**Problem requirements**
An exact repetition of every entry, with no images, is the required answer.

**Material shown**
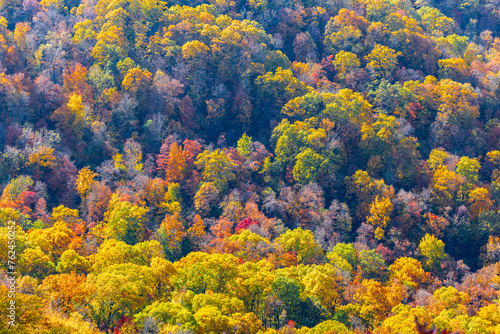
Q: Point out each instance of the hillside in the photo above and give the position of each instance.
(248, 167)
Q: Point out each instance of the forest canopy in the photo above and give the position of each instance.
(260, 166)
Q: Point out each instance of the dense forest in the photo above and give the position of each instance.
(260, 166)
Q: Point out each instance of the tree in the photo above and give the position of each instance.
(409, 271)
(345, 62)
(120, 290)
(125, 222)
(84, 181)
(307, 167)
(433, 251)
(302, 243)
(382, 61)
(217, 168)
(380, 211)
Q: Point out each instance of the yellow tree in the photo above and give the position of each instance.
(380, 211)
(84, 181)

**Output**
Q: Point out each instance of the hillside in the photo above and give the position of each instance.
(248, 167)
Q: Point out each instance of the forest canopy in the photo above and give the position of each instance.
(260, 166)
Q: Point out each instance of the dense forest in the photo above and give the position of each instance.
(260, 166)
Q: Point out each instance of the tree in the photo above and give the position of each instance.
(409, 271)
(345, 62)
(120, 290)
(125, 222)
(84, 181)
(307, 167)
(433, 251)
(302, 243)
(382, 61)
(217, 168)
(380, 211)
Q: Point out each instance of the yellow tree in the photo above and give the position of each instance.
(380, 211)
(84, 181)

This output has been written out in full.